### Instructions for the task
Starting with the line containing "the white shirt" and going on through the last of the lines below, copy each of those lines in full, adjusting every number in the answer coordinates by adding -19.

### Stored data

>> START

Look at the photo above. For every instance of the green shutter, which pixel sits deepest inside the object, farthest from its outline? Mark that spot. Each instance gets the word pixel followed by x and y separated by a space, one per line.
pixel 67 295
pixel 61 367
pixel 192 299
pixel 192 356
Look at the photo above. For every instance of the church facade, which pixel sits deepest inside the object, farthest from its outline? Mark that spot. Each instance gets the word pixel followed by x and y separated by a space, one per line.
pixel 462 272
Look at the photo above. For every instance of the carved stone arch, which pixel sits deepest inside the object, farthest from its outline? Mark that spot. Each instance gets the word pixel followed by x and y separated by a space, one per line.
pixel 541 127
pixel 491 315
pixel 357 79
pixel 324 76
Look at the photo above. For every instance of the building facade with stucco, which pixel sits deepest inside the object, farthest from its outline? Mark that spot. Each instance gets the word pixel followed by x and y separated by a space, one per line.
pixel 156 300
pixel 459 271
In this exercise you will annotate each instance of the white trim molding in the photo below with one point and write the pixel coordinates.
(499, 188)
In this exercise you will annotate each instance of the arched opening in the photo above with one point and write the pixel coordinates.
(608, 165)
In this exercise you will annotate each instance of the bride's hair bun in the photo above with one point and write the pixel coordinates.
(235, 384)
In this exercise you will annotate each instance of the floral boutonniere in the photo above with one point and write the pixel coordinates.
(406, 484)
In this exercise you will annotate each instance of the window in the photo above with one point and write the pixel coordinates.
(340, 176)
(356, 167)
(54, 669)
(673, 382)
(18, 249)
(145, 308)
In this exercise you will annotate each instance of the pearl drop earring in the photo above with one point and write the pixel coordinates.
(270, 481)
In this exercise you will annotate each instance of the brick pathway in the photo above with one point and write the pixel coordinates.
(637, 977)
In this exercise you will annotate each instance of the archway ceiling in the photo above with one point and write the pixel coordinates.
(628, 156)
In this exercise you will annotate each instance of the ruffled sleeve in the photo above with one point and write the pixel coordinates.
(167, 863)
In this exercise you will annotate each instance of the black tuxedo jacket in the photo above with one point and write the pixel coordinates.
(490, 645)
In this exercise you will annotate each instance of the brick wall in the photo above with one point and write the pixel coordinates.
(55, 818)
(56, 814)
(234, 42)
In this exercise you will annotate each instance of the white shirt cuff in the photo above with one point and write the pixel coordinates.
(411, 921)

>> END

### Response to the task
In this exercise you will annotate each instance of the white shirt cuff in the photo above with one point and write the pixel coordinates.
(392, 902)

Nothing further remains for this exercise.